## FRAGMENTO DE PÁGINA
-=-=-=-=-
Regreso al coche y avanzo esquivando roderas cada vez más pronunciadas. A kilómetro y medio la pista se bifurca en dos; el topográfico sugiere que me dirija hacia el sur, que por el camino del Tajo no hay salida. A un kilómetro asciendo una rampa pedregosa y, a lo lejos, diviso los pinos y cipreses que bordean el pequeño embalse de Noblejas, lugar que los habitantes del pueblo homónimo llaman "el Pantanito".

El "pantanito" de Noblejas

Dejo el coche en un aparcamiento de aspecto más bien abandonado y sucio, con una fuente seca, y me acerco a una pequeña playita a orillas del embalse. Se trata de una represa del arroyo de la Fuente del Berrato que actuá como un oasis en medio de la estepa manchega. El agua es verdosa y está lisa como un espejo, solo interrumpido por la V de algunos patos, que parpan ajenos a mi presencia. Al otro lado del embalse unas construcciones bastante rústicas aclaran que por aquí vive gente, bastante aislada del mundanal ruido.

Bordeo el embalse y cojo una pista en dirección este. Llego a una bifurcación en la que encuentro un cartel que me indica que estoy en la senda de los Frailes, camino del Acirate en el mapa topográfico.

Paisaje sencillo pero precioso

Tiro a la izquierda, al norte y, a unos 900 metros, cojo el cordel de la Senda Galiana al este y, dejando el cerro Cabeza a la izquierda, giro abruptamente hacia el norte, por un chunguísimo camino, estrecho y embarrado, por el que me desvío. Me enfrento a una gran pendiente de subida, respiro profundamente y, bastante tenso, soporto la subida con la tierra tocándome los bajos y los neumáticos, de un lado para otro, giran intentando evitar las pegajosas roderas. Llego a un llano donde encuentro las primeras casas, muy dispersas, de la urbanización "Los Almendros del Tajo", con lo que respiro más tranquilo, pues lo peor de la ruta ya ha pasado.
-=-=-=-=-
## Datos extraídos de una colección
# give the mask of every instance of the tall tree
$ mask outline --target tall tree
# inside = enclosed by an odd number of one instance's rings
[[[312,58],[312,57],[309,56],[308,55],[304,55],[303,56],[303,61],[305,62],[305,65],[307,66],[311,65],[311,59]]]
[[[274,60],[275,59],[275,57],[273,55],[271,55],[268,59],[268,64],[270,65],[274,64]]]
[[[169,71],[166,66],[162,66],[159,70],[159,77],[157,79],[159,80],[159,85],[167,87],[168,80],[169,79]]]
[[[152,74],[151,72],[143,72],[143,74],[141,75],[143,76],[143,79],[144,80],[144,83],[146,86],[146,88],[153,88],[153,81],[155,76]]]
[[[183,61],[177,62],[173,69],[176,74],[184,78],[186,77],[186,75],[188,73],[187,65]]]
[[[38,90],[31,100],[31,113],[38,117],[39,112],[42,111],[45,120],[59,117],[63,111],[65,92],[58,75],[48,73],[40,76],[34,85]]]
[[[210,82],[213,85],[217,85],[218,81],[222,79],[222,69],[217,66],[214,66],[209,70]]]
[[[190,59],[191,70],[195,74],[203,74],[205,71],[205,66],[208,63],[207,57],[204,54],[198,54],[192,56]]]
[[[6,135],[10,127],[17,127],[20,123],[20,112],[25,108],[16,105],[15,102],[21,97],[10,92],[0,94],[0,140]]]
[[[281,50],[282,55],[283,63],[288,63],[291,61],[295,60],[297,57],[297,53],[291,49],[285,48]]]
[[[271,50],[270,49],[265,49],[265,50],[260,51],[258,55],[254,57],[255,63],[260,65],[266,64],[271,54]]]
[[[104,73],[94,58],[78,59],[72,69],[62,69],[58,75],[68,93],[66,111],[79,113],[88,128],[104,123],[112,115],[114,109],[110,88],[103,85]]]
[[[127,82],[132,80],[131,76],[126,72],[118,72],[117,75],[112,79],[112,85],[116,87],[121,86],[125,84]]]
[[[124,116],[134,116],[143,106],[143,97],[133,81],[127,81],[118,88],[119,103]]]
-=-=-=-=-
## TAREAS
1 – Según el fragmento, ¿qué nombre dan los habitantes de Noblejas al pequeño embalse?
2 – Imprime la parte del fragmento que empieza en "Bordeo el embalse" y termina en "el mapa topográfico.".
Para responder, utiliza únicamente el fragmento.

## RESULTADOS
1 – Lo llaman "el Pantanito".

2 –
Bordeo el embalse y cojo una pista en dirección este. Llego a una bifurcación en la que encuentro un cartel que me indica que estoy en la senda de los Frailes, camino del Acirate en el mapa topográfico.